--- START ---

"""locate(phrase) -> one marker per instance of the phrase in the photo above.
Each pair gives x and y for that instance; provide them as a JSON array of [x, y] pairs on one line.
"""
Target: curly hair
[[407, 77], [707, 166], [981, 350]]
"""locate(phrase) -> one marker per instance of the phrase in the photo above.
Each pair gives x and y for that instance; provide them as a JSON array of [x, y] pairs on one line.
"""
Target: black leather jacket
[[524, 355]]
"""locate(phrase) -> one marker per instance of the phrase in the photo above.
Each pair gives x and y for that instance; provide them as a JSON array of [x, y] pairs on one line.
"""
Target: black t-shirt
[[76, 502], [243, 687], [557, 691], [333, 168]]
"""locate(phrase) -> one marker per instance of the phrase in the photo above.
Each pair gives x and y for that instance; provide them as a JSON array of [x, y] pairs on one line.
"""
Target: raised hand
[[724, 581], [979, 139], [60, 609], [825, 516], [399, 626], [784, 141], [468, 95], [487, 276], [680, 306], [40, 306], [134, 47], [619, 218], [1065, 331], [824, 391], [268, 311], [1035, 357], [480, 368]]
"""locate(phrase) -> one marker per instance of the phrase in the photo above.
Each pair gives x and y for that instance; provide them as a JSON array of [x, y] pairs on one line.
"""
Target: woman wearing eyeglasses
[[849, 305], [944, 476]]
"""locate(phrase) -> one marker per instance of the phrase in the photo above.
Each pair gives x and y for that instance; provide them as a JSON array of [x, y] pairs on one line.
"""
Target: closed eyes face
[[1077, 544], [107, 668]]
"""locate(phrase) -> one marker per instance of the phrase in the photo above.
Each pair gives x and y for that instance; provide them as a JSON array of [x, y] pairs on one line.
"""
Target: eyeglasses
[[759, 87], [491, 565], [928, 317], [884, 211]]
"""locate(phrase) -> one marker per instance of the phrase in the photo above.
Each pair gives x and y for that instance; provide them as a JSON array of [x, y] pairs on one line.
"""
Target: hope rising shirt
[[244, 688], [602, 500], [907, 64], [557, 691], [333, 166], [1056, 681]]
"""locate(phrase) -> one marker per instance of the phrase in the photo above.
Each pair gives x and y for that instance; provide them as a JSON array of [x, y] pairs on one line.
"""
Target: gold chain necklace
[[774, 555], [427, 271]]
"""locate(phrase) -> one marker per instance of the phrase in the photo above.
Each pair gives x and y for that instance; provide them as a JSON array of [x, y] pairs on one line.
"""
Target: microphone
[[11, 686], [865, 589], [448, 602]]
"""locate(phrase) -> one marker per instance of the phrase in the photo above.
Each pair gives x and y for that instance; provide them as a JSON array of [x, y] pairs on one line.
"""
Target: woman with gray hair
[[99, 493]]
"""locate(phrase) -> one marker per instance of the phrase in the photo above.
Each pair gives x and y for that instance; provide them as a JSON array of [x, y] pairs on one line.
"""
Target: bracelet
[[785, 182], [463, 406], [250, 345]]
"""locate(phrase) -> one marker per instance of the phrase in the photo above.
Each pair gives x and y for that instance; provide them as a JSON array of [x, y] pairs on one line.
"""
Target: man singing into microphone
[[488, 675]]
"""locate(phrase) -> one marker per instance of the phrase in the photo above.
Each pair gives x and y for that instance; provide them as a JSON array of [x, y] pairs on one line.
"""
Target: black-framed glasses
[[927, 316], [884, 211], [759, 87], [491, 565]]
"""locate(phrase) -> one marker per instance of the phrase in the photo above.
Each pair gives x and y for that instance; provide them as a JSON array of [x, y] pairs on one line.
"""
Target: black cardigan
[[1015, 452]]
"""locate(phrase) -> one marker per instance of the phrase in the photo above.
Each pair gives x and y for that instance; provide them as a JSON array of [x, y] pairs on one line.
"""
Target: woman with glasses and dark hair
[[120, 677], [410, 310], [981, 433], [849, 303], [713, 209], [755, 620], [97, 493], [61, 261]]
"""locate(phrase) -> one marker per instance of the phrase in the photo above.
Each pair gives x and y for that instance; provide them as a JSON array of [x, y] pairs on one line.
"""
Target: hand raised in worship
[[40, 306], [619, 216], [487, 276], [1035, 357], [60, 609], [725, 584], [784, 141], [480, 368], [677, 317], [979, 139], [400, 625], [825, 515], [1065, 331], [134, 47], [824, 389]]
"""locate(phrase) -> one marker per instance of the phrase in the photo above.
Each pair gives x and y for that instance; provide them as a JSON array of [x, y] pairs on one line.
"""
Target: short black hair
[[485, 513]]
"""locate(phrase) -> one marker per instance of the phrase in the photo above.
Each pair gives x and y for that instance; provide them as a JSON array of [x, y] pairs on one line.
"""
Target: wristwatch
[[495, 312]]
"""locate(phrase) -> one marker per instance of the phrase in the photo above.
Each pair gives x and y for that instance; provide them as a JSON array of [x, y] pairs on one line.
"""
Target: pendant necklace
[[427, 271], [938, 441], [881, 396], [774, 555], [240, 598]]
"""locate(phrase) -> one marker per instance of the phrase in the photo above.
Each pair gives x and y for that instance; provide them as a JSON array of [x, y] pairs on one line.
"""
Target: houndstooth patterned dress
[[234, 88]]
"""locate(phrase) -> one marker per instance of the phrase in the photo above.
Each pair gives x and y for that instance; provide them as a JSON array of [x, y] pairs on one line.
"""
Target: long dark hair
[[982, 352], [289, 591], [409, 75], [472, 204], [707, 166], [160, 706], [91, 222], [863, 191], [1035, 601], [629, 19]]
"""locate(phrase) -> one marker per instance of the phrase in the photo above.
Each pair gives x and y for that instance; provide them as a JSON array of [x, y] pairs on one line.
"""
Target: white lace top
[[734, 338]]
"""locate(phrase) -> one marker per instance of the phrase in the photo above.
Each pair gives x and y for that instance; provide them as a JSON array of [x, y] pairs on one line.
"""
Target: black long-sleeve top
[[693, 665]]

--- END ---

#### WHAT IS BEING ASKED:
With every line intact, reproduce the listing verbatim.

#### RESPONSE TO THE EXERCISE:
"""locate(phrase) -> one marker per instance of the phrase in the photo above.
Each pair gives x and y for that instance; provide them as a JSON array of [x, y] pairs on one line.
"""
Target: curly hair
[[407, 77], [707, 166], [981, 350]]
"""locate(phrase) -> one marker per instance of the phrase in the photo above.
Each pair gives x and y for that instance; provide them as a JSON array of [x, y] pairs on one line.
"""
Target: black leather jacket
[[524, 355]]
"""locate(phrase) -> one marker per instance of the phrase in the photo above.
Each pair gives x and y for that instance; provide them as a JSON array of [x, y] pairs on one line.
"""
Target: black t-shirt
[[76, 502], [243, 687], [557, 691], [333, 168]]
"""locate(phrase) -> one marker per instance of the phrase in the photo above.
Each pair gives x and y for that instance; provide them as a JSON array of [x, y] pairs on one line.
"""
Target: raised hand
[[724, 581], [979, 139], [60, 609], [825, 516], [399, 626], [784, 141], [468, 95], [487, 276], [680, 306], [40, 306], [134, 47], [619, 218], [1065, 331], [824, 391], [268, 311], [1035, 357], [480, 368]]
"""locate(phrase) -> one marker per instance of the phrase in the photo above.
Each pair gives x and y for that instance; provide them as a JSON array of [x, y] pairs on one line.
"""
Target: woman wearing eyeglasses
[[849, 305], [944, 476]]
"""locate(phrase) -> one marker per instance of the phrase in the photo above.
Each pair gives x and y for that instance; provide them as a JSON array of [x, y] pairs on one line.
"""
Target: closed eyes face
[[1077, 544], [107, 668]]
"""locate(phrase) -> one marker per instance of the phrase in the photo above.
Each pair gives x and y for that instance; provide them as a JSON array of [x, y] pairs on one line.
"""
Target: eyeglasses
[[759, 87], [491, 565], [928, 317], [884, 211]]
"""locate(phrase) -> one marker per instance of the phrase in the photo above.
Each pair gives x and y for that instance; provide them as a JSON array of [x, y] pairs on one line.
"""
Target: hope rising shirt
[[244, 688], [602, 500], [907, 64], [557, 691], [333, 166], [1056, 681]]
"""locate(phrase) -> one marker per instance of the phrase in the photo above.
Each pair gives x and y for that instance; provide them as a JSON array of [x, y] pairs on one line.
"""
Target: gold chain necklace
[[774, 555], [427, 271]]
"""locate(phrase) -> one marker per instance of the phrase in the photo above.
Each pair gives x and y for that instance; provide them as a JSON array of [x, y] pairs on one line.
"""
Target: microphone
[[11, 686], [865, 589], [448, 602]]
"""locate(phrase) -> one marker per instance of the phrase in the photo above.
Each pair gives x and y for that instance; provide them as a JSON array of [x, y] pairs on one line.
"""
Target: woman with gray hair
[[99, 493]]
"""locate(phrase) -> one marker per instance of the phrase in the photo above.
Each pair gives x and y for that instance; provide them as a JSON array of [x, y] pairs on one line.
"""
Target: bracelet
[[785, 182], [463, 406], [250, 345]]
"""locate(phrase) -> one marker per instance of the phrase in the photo above.
Each pair gives x and y for that instance; provide them as a JSON array of [x, y] pairs on one line.
"""
Target: man singing into microphone
[[488, 675]]
"""locate(phrase) -> one marker per instance of the phrase in the photo above.
Each pair gives x and y for that instance; provide them as a JSON array of [x, y] pairs on one line.
"""
Target: black-framed glasses
[[927, 316], [884, 211], [759, 87], [491, 565]]
"""locate(phrase) -> one marker per instance of the phrase in the photo above.
Each pair gives x and y for that instance; provide them as a JSON array of [x, y] pairs on one line.
"""
Target: black cardigan
[[1015, 452]]
"""locate(phrase) -> one marker per instance of the phrase in the photo above.
Each pair gives x and y for that instance; provide them as a JSON array of [x, y] pairs on one line.
"""
Target: woman with glasses and dark hair
[[120, 677], [410, 310], [981, 433], [849, 303], [713, 209], [755, 620], [97, 493], [61, 261]]
"""locate(phrase) -> one marker per instance of the phrase in the photo above.
Each pair gives x and y for that instance; provide them as a JSON array of [x, y] pairs on one line.
"""
Target: hand raised in worship
[[40, 306], [619, 216], [487, 276], [1035, 357], [60, 609], [725, 584], [784, 141], [480, 368], [677, 317], [979, 139], [400, 625], [825, 515], [1065, 331], [134, 47], [824, 389]]
"""locate(phrase) -> one marker per instance of the phrase in the photo above.
Each pair gives x and y for that instance; provide them as a JSON array of [x, y] pairs on one line.
"""
Target: short black hair
[[485, 513]]
"""locate(phrase) -> one marker per instance of the phrase in the photo above.
Each pair gives x and y for that instance; provide them as a JSON array of [x, y] pairs on one line.
"""
Target: wristwatch
[[495, 312]]
"""locate(phrase) -> one marker per instance of the phrase in the photo above.
Each pair gives x and y for that instance; provide them as a JSON array of [x, y] pairs on one line.
"""
Target: pendant necklace
[[427, 271], [938, 441], [881, 396], [774, 555], [240, 598]]
"""locate(phrase) -> one marker per instance of the phrase in the photo above.
Each pair gives x and y for that instance; provide them as a JSON array of [x, y] pairs on one line.
"""
Target: houndstooth patterned dress
[[234, 88]]
"""locate(phrase) -> one marker per instance of the phrase in the photo above.
Each pair gives x and y for that instance; provide them as a JSON array of [x, y] pairs on one line.
"""
Target: long dark hair
[[982, 352], [289, 591], [409, 75], [472, 204], [707, 166], [160, 706], [91, 222], [863, 191], [1035, 601], [629, 19]]
"""locate(phrase) -> one marker per instance of the phrase in the photo above.
Each pair gives x and y for that instance; provide them as a JSON array of [x, y] pairs on one line.
"""
Target: white lace top
[[734, 338]]
"""locate(phrase) -> one marker per instance of the phrase in the photo above.
Each pair gives x and y for that instance; provide them as a JSON array of [x, y] pairs on one line.
"""
Target: black long-sleeve top
[[693, 665]]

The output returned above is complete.